START Input records

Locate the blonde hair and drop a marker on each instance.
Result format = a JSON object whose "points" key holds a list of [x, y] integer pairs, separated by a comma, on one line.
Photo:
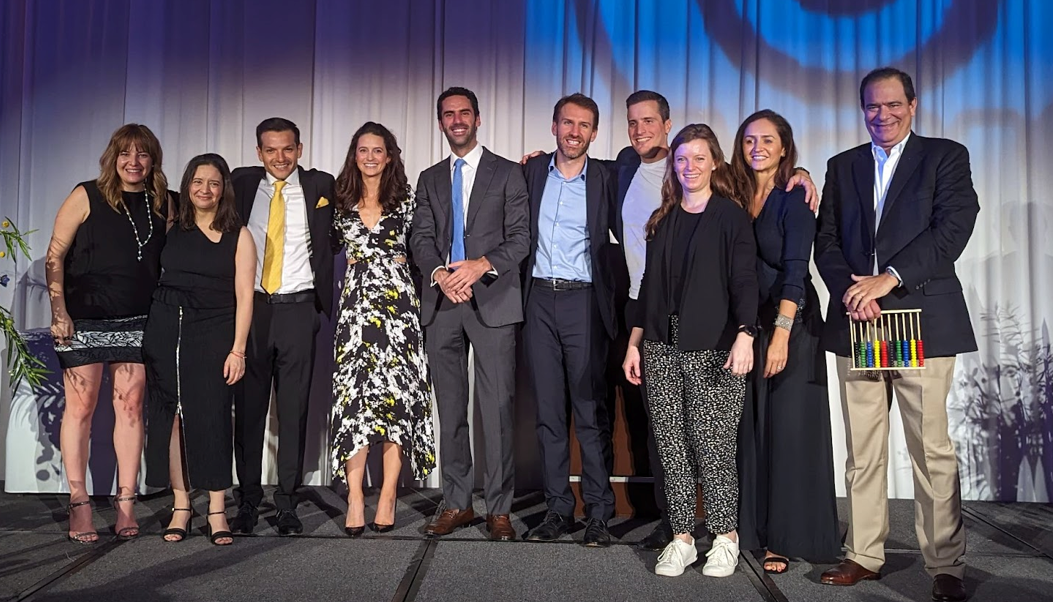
{"points": [[110, 183]]}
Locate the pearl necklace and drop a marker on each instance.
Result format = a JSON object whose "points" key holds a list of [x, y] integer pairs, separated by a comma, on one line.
{"points": [[150, 219]]}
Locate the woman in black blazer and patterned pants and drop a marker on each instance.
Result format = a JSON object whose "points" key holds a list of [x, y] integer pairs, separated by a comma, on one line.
{"points": [[696, 322]]}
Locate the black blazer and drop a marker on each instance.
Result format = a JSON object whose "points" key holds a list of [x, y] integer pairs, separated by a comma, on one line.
{"points": [[720, 285], [496, 227], [928, 217], [316, 186], [599, 198]]}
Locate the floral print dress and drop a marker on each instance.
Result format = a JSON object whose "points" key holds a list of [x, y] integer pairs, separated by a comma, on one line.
{"points": [[380, 387]]}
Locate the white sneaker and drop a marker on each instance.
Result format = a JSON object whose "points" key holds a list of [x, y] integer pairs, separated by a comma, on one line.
{"points": [[722, 558], [677, 556]]}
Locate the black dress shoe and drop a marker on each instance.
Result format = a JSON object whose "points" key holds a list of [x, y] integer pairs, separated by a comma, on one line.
{"points": [[659, 538], [246, 519], [948, 588], [289, 523], [596, 534], [553, 526]]}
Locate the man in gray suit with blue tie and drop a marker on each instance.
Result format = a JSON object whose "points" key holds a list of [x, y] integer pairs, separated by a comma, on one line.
{"points": [[470, 235]]}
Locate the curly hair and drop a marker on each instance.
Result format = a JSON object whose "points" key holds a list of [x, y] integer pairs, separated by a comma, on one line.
{"points": [[394, 185], [110, 182]]}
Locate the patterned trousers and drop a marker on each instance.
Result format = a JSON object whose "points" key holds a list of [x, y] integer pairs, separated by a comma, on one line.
{"points": [[695, 406]]}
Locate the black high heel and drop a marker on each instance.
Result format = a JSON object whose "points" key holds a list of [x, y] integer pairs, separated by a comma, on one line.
{"points": [[182, 533], [126, 533], [214, 537], [84, 536]]}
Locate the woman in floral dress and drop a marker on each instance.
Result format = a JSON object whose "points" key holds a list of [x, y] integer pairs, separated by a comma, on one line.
{"points": [[381, 392]]}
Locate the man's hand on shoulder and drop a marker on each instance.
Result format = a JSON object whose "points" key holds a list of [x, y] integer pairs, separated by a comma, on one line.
{"points": [[802, 178]]}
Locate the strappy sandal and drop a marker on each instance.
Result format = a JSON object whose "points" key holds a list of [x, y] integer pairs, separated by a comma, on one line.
{"points": [[215, 537], [775, 559], [87, 537], [126, 533], [176, 530]]}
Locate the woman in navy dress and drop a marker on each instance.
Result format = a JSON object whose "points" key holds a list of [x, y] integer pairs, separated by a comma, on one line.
{"points": [[786, 459]]}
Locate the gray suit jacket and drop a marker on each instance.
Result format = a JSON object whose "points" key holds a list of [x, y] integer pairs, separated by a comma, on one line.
{"points": [[497, 226]]}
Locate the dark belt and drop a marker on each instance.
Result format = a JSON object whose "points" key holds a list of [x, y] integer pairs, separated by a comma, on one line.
{"points": [[560, 284], [298, 297]]}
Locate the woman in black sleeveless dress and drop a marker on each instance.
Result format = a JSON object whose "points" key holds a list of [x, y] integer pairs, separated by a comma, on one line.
{"points": [[786, 456], [101, 268], [195, 346]]}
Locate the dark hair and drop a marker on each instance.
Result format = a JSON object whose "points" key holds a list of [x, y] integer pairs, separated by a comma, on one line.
{"points": [[276, 124], [886, 73], [646, 95], [580, 100], [226, 215], [672, 192], [110, 183], [742, 174], [457, 91], [394, 186]]}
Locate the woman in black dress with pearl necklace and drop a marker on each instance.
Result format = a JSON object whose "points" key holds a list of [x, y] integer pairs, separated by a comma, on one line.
{"points": [[101, 268], [787, 504], [195, 346]]}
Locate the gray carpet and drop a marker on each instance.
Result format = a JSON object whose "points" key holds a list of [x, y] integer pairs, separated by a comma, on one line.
{"points": [[1010, 558], [25, 558], [464, 570]]}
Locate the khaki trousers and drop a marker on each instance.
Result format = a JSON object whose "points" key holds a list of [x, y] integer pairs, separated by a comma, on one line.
{"points": [[866, 400]]}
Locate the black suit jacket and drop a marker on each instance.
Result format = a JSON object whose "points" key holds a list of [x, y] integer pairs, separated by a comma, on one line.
{"points": [[316, 185], [623, 169], [927, 219], [496, 227], [599, 198]]}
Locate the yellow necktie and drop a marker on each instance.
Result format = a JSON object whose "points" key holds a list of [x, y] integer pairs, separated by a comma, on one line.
{"points": [[274, 252]]}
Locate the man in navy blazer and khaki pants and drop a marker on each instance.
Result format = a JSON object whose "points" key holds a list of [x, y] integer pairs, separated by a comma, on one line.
{"points": [[470, 235], [895, 216]]}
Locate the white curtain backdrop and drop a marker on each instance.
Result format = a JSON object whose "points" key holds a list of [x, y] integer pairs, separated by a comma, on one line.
{"points": [[203, 73]]}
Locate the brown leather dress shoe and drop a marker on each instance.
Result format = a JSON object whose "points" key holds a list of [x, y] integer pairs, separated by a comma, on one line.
{"points": [[500, 527], [450, 520], [948, 588], [848, 573]]}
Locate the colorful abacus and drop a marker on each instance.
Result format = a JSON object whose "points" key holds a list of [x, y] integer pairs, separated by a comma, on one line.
{"points": [[892, 342]]}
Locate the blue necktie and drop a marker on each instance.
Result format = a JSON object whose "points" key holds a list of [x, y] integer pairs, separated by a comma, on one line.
{"points": [[457, 245]]}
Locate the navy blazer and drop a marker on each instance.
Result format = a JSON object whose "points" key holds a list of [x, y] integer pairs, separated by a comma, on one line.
{"points": [[927, 220], [600, 215], [316, 185]]}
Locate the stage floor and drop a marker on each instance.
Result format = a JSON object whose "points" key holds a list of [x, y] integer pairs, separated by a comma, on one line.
{"points": [[1010, 559]]}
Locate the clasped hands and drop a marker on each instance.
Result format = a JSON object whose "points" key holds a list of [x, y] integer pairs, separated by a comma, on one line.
{"points": [[456, 280], [860, 299]]}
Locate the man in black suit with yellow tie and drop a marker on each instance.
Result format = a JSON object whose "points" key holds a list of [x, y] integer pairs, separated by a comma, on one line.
{"points": [[895, 215], [470, 235], [286, 208]]}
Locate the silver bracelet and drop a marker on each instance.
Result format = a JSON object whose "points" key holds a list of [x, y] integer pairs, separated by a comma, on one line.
{"points": [[783, 322]]}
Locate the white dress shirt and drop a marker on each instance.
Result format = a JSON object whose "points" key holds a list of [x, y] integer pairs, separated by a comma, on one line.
{"points": [[885, 168], [642, 198], [296, 273], [469, 171]]}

END Input records

Aim of the task: All of the entries need to be copied exactly, minus any pictures.

The answer:
Locate the blonde hair and drop a marker on each instance.
Result format = a JSON object whose "points" key holds a list of [x, y] integer pairs, separated by a comma, on one line.
Photo:
{"points": [[110, 183]]}
Locate the pearl necklace and drop a marker on each instance.
Result format = a JSON object whose "points" key holds a list of [x, y] integer pairs, separated by a comma, on one line.
{"points": [[150, 219]]}
Locate the woman in black blazer and patterned pants and drop a marker on each instance.
Result format = a JSON object whose "points" key holds a list of [x, y] integer pairs, separated by a comma, on one line.
{"points": [[696, 322]]}
Locate the black blazer and drop a marker on each instance.
Result format = a JSON object whose "points" key holds a list of [x, y] integer pairs, separated by a comma, on one line.
{"points": [[720, 285], [496, 227], [928, 217], [316, 186], [599, 198]]}
Locate the floral print dress and drop a marker on each instance.
Result format = a JSON object whose "points" key holds a list of [x, y] integer pairs, separated by a comma, on one line.
{"points": [[380, 387]]}
Locate the white sneaker and drop a marker on each instance.
Result format = a JSON object whose "points" key holds a list of [x, y] integer pairs, separated by a comma, on one line.
{"points": [[722, 558], [677, 556]]}
Locate the black dress shoe and drop a marker on each instance.
Result format = a JSON object whose "points" key holds a list of [x, y] integer pairs, separated by a comma, on one line.
{"points": [[659, 538], [246, 519], [948, 588], [289, 523], [596, 534], [553, 526]]}
Locate the man in gray suit with blue tie and drop a marker on each instance.
Result format = a JSON object whose "points" key holds a list of [x, y] integer pairs, separated by a comma, on one line.
{"points": [[470, 235]]}
Locate the curly hair and drop a marker on each instance.
Result format = a JSON object whose "points" key holds a list of [x, y] integer pairs, separated by a comma, on one line.
{"points": [[394, 185], [110, 182]]}
Locate the patterned trousers and drop a marker on each instance.
Result format = a JSON object whose "points" key holds a list of [x, y] integer pairs, separated by a comma, on one line.
{"points": [[695, 406]]}
Locate the black high heel and drop a marker on each instance.
Result format = a JSON object whose "points" key holds a list of [x, y] integer pairs, separated by a comma, on one line.
{"points": [[182, 533], [126, 533], [214, 537], [84, 536]]}
Locate the woman in floral dress and drop a marker on each instance.
Result format = a JSON object whose "points" key holds a list of [x, y] integer pairs, separated by a comma, on one line.
{"points": [[381, 392]]}
Locate the man's hand on shoulder and drop a marker on each instance.
Result format = a JSON object whose "points" key holds a list of [x, y] integer pairs, separated by a comma, on one line.
{"points": [[802, 178]]}
Locate the strappy sandal and drop a marker on each instance.
Result format = a JSON object whose "points" key holds a list of [x, y] integer pairs, separated by a comma, on one line.
{"points": [[215, 537], [775, 559], [87, 537], [126, 533], [176, 530]]}
Locate the woman in navy dress and drop a marker on each instance.
Result format = a JSON object whose "points" key holds a list of [x, y] integer pairs, separated by a comma, on one line.
{"points": [[786, 459]]}
Locate the gray suit jacket and drop a marker on each instance.
Result format = a JSON object whose "points" key holds a list of [x, y] integer pairs, separated by a comma, on one line.
{"points": [[497, 226]]}
Locate the dark belt and drop a marker on each instance.
Result format = a JSON object whose "points" key holds a list of [x, y] integer pairs, separated by a comma, on one line.
{"points": [[560, 284], [298, 297]]}
Locate the woman in black sleeveless dress and drop a marker on each instance.
Result format = a JSON object whose "points" key holds a list of [x, y] integer pairs, separated by a comma, on one line.
{"points": [[786, 456], [101, 268], [195, 346]]}
Locate the dark hair and drop a marker on each instance.
Result format = a JSON object whose "points" key holds a list of [x, y] integer pairs, separated by a comma, on one line.
{"points": [[276, 124], [886, 73], [646, 95], [580, 100], [226, 215], [672, 192], [110, 183], [742, 174], [457, 91], [394, 186]]}
Locate the woman in black dress with pearl necklace and drop a marker on each instance.
Result format = a JSON object whose "points" key holds a list of [x, y] integer pairs, separated by a comma, on one line.
{"points": [[101, 268], [787, 504], [195, 346]]}
Locate the gray carpet and drop a marker on each instance.
Result format = a JSON object whose "points" key holds a list of [x, y] integer pairs, separated by a comma, on one line.
{"points": [[1010, 558], [25, 558], [464, 570]]}
Locate the khaki trousers and drop a marker on each instance.
Result format = a JSON object whose "points" key holds a list of [x, y] integer pairs, separated by a comma, on one line.
{"points": [[866, 400]]}
Locate the black suit jacket and drop a marker on each instance.
Result format = a JSON object whose "points" key holds a list of [x, y] integer pairs, separated by a comma, on one line.
{"points": [[316, 185], [623, 169], [927, 219], [496, 227], [599, 198]]}
Locate the yellow necktie and drop a marker on each instance.
Result format = a JSON object whose "points" key holds a list of [x, y] integer pairs, separated by a comma, on one line.
{"points": [[274, 252]]}
Locate the man in navy blazer and khaki pants and drop a marker on each instance.
Result format = a JSON object whose "points" key holds a list of [x, y] integer pairs, separated by a comma, on one line.
{"points": [[470, 235], [895, 216]]}
Locate the white curtain backdrop and drop a marker on each instance.
Result format = a JSON object whose "points" key holds a list of [x, y] integer pairs, separated by a comma, on one line.
{"points": [[203, 73]]}
Locate the brown leather dress shoe and drop a marker on each instance.
Result format = a JSON object whose "points" key holds a list of [x, y] integer pairs, separated by a comma, on one line.
{"points": [[500, 527], [450, 520], [948, 588], [848, 573]]}
Locate the colorful abacus and drop a marker on each instance.
Result format = a JSON object whose "points" key holds a list of [x, y] integer pairs, separated by a comma, on one line.
{"points": [[892, 342]]}
Locate the blue necktie and drop a marker on each instance.
Result format = a JSON object whose "points" key holds a list of [x, y] integer pairs, separated by a comma, on one line.
{"points": [[457, 245]]}
Locate the navy blazer and drop a marker on each instance.
Result format = a JSON object whose "points" key holds a list of [x, y] integer pairs, separated by a comma, on one line.
{"points": [[927, 220], [600, 215], [316, 185]]}
Locate the stage floor and drop a marker on each instance.
Result format = a JSON object whose "points" key holds a list of [x, y] integer pairs, separated by a comma, on one line.
{"points": [[1010, 559]]}
Locate the clasped hands and drop a marker on each instance.
Result format = a JSON object whose "points" key holds a list of [x, y] integer pairs, separated by a comma, on one line.
{"points": [[456, 280], [860, 299]]}
Locate the man in black suit with yellow tie and drop a marker on each instance.
Result format = a JSON object whose "points" key holds a list of [x, y] integer pairs, separated by a comma, on one line.
{"points": [[895, 215], [470, 235], [286, 208]]}
Locate the silver bracelet and drop a marker on each instance.
Result format = a JSON object whose "points" key holds a list of [x, y] integer pairs, separated by a comma, on one line.
{"points": [[783, 322]]}
Locate the white dress shirt and drop a marker on each instance.
Result format = a JSON object whose "points" key holds a list of [x, y] integer pairs, separated by a comma, on one line.
{"points": [[885, 168], [642, 198], [296, 273], [469, 171]]}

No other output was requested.